### EXTRACTED DATA ###

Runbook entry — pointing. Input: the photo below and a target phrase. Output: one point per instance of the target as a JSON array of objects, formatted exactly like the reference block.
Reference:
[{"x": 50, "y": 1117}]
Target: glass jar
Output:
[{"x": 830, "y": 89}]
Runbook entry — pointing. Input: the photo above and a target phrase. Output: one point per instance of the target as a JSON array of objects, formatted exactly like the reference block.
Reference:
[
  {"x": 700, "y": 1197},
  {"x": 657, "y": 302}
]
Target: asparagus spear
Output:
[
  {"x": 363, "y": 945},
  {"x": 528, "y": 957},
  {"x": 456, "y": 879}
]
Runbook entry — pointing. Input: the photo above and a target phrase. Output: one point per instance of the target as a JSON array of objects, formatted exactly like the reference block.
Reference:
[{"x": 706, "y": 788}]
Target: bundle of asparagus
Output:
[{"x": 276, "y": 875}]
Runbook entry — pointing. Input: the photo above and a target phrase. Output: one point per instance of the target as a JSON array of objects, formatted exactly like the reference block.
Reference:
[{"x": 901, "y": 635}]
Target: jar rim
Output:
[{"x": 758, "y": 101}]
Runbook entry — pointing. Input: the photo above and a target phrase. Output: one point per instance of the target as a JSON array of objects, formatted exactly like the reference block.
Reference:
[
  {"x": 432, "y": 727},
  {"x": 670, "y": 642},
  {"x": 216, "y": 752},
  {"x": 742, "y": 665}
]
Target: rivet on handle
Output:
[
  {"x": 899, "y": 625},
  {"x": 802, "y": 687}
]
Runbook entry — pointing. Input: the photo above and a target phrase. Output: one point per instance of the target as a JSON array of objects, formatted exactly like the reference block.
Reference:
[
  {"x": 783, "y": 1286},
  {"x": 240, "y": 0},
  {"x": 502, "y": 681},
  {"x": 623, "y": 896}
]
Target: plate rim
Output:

###

● WHAT IS NEEDED: Taking care to match every character, output all of the entries above.

● OUTPUT OF THE EXERCISE:
Runbook entry — pointing. Input: the photo below and a target phrase. Output: one point per instance of the target as a JSON array of objects, formatted exactly like the reference block.
Reference:
[{"x": 50, "y": 1117}]
Target: glass jar
Output:
[{"x": 830, "y": 89}]
Runbook entry — pointing. Input: the photo above and a target phrase. Output: one point per instance of the target as a JSON array of objects, formatted exactly like the reference block.
Reference:
[
  {"x": 700, "y": 1197},
  {"x": 657, "y": 302}
]
Target: asparagus spear
Output:
[
  {"x": 363, "y": 945},
  {"x": 528, "y": 957},
  {"x": 456, "y": 879}
]
Runbook entry — pointing. Input: the photo above and a target phrase. Output: one point per instance of the target as a JSON array of objects, formatted exactly like the reference block.
Reference:
[{"x": 706, "y": 788}]
Target: bundle of asparagus
Output:
[{"x": 276, "y": 875}]
Runbook entry — pointing. Input: the photo above and a target phrase. Output: one point per instance of the target as a JSON array of objects, formatted exactly like the reference block.
Reference:
[{"x": 901, "y": 635}]
Target: jar rim
Output:
[{"x": 758, "y": 101}]
Runbook entry — pointing. Input: the photo above and a target phrase. Output: one point per instance of the target as a JSON array of objects, formatted exactly like the reference block.
Reference:
[
  {"x": 432, "y": 727},
  {"x": 670, "y": 642},
  {"x": 216, "y": 752},
  {"x": 742, "y": 665}
]
Target: rivet on handle
Output:
[
  {"x": 899, "y": 625},
  {"x": 802, "y": 687}
]
Runbook entry — pointing. Input: the photo above and a target phrase. Output: one point per instance of the target as a JSON array of objects, formatted exactly like the reference block.
Reference:
[
  {"x": 783, "y": 1286},
  {"x": 240, "y": 0},
  {"x": 502, "y": 681},
  {"x": 623, "y": 896}
]
Target: plate rim
Output:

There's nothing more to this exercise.